## TEXTE À LIRE
□ □ □

Pierre-Rouge 43 : Cinquième partie : Belles demeures, notables et propriétés

Pour consulter les épisodes précédent de ce feuilleton, c'est ici.

Pour commencer ce nouveau volet de mon feuilleton, voici un billet introductif, qui donne le contexte des suivants. Plusieurs des noms qui y sont cités donneront lieu à des développements plus importants dans les semaines et mois qui viennent. Comme toujours, je suis à la recherche de documents et de témoignages pour faire revivre le passé des lieux évoqués.

□ □ □

## ENREGISTREMENTS DE DONNÉES
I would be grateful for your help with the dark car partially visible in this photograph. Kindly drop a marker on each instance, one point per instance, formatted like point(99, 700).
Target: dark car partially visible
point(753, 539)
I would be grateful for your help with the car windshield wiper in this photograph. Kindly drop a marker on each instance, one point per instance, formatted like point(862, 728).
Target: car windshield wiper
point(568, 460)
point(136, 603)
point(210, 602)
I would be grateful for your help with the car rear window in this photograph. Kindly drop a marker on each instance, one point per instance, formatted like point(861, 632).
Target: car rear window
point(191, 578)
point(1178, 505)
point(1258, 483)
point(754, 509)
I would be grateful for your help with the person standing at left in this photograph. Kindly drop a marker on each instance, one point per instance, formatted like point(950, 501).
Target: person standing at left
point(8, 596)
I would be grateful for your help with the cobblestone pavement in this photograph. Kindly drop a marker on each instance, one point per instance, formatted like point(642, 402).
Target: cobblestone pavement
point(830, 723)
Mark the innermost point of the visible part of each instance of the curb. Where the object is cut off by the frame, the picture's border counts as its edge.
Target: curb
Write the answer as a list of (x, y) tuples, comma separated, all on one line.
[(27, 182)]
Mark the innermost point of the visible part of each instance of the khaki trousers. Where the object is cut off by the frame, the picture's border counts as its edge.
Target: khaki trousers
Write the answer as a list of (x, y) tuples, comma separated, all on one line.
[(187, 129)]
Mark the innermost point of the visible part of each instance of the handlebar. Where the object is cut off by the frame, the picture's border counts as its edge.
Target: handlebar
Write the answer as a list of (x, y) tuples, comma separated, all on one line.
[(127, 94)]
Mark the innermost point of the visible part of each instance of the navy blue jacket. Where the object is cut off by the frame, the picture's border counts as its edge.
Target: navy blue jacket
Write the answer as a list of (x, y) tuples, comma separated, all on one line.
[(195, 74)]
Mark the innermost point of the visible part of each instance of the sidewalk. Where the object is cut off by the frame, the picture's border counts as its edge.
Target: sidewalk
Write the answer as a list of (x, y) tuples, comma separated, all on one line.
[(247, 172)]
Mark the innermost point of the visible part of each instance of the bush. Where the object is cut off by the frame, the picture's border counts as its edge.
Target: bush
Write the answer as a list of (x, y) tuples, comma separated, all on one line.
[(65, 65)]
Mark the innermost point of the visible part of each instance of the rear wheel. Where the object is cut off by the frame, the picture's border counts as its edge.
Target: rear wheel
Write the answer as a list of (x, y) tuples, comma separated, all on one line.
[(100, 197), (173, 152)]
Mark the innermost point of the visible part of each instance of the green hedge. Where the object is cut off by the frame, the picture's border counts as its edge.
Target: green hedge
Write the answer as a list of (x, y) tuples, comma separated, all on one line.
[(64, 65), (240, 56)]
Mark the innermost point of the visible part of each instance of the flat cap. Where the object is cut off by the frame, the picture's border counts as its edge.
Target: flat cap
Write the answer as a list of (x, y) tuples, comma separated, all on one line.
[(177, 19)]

□ □ □

## CONSIGNE 1
Recopiez mot pour mot le passage du texte à lire sur Pierre-Rouge, en commençant à « Pour commencer ce » et en terminant à « des lieux évoqués. ».
## CONSIGNE 2
Reproduisez à l'identique les lignes des enregistrements, en commençant par celle qui contient « of the khaki » et en terminant par celle qui contient « [(247, 172)] », ces deux lignes comprises, et rien d'autre.

## RÉPONSE ATTENDUE 1
Pour commencer ce nouveau volet de mon feuilleton, voici un billet introductif, qui donne le contexte des suivants. Plusieurs des noms qui y sont cités donneront lieu à des développements plus importants dans les semaines et mois qui viennent. Comme toujours, je suis à la recherche de documents et de témoignages pour faire revivre le passé des lieux évoqués.

## RÉPONSE ATTENDUE 2
Mark the innermost point of the visible part of each instance of the khaki trousers. Where the object is cut off by the frame, the picture's border counts as its edge.
Target: khaki trousers
Write the answer as a list of (x, y) tuples, comma separated, all on one line.
[(187, 129)]
Mark the innermost point of the visible part of each instance of the handlebar. Where the object is cut off by the frame, the picture's border counts as its edge.
Target: handlebar
Write the answer as a list of (x, y) tuples, comma separated, all on one line.
[(127, 94)]
Mark the innermost point of the visible part of each instance of the navy blue jacket. Where the object is cut off by the frame, the picture's border counts as its edge.
Target: navy blue jacket
Write the answer as a list of (x, y) tuples, comma separated, all on one line.
[(195, 74)]
Mark the innermost point of the visible part of each instance of the sidewalk. Where the object is cut off by the frame, the picture's border counts as its edge.
Target: sidewalk
Write the answer as a list of (x, y) tuples, comma separated, all on one line.
[(247, 172)]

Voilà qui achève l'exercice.